So contemporary / Marina Abramović

La vita e l’opera dell’artista jugoslava

di Giusi Affronti

Belgrado 1974 | Venezia 1997 – Conoscere la propria terra equivale a capire se stessi: assolversi o condannarsi. Ventitré anni, un numero imprecisato di città e due performance puntellano l’inizio e la fine della storia che lega Marina Abramović ai Balcani.

Nasce a Belgrado, il 30 novembre, con un giorno di ritardo sul calendario della Repubblica Socialista Federale di Jugoslavia. Qui, nel 1974, presso lo Studentski Kulturni Centar, flirtando con la morte in nome dell’arte, presenta Rhythm 5. Il pubblico siede intorno a una grande stella a cinque punte, in legno: Abramović la riempie di trucioli, dei suoi capelli neri e delle sue unghie. La cosparge di benzina, la incendia e vi si sdraia al centro, quasi crocefissa e immobile, fino a perdere i sensi tra lo sfavillio fumoso delle fiamme. Morire per un’idea, insomma, in una roulette russa del corpo e dei nervi: quella di Marina sfida il patriottismo di chi, come i suoi genitori – entrambi partigiani della Resistenza jugoslava durante la Seconda Guerra Mondiale –, sacrifica sé stesso in nome dello Stato. Attraverso la sfibrante pratica della Performance Art che non contempla l’artificio teatrale della quarta parete, Abramović compie un’azione iconoclasta contro il simbolo del comunismo e, soprattutto, sperimenta sulla propria carne un vertiginoso rituale di passaggio che la consegnerà, per tutta la vita, a un’insaziabile ricerca di libertà.

# [DATI FORNITI]

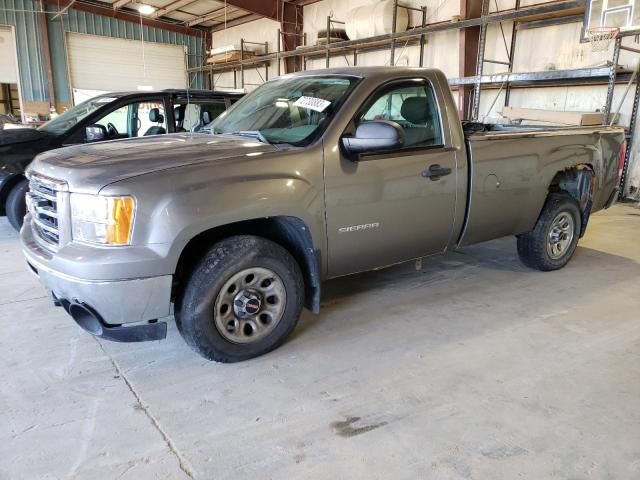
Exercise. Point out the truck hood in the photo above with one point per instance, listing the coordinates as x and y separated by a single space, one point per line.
89 168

# [OBIETTIVO]
Ricopia senza modifiche il brano dell'articolo su Marina Abramović, partendo dalle parole "La vita e l’opera" e fermandoti dopo "Abramović ai Balcani.". Per questo lavoro l'elenco non serve.

# [SOLUZIONE SCRITTA]
La vita e l’opera dell’artista jugoslava

di Giusi Affronti

Belgrado 1974 | Venezia 1997 – Conoscere la propria terra equivale a capire se stessi: assolversi o condannarsi. Ventitré anni, un numero imprecisato di città e due performance puntellano l’inizio e la fine della storia che lega Marina Abramović ai Balcani.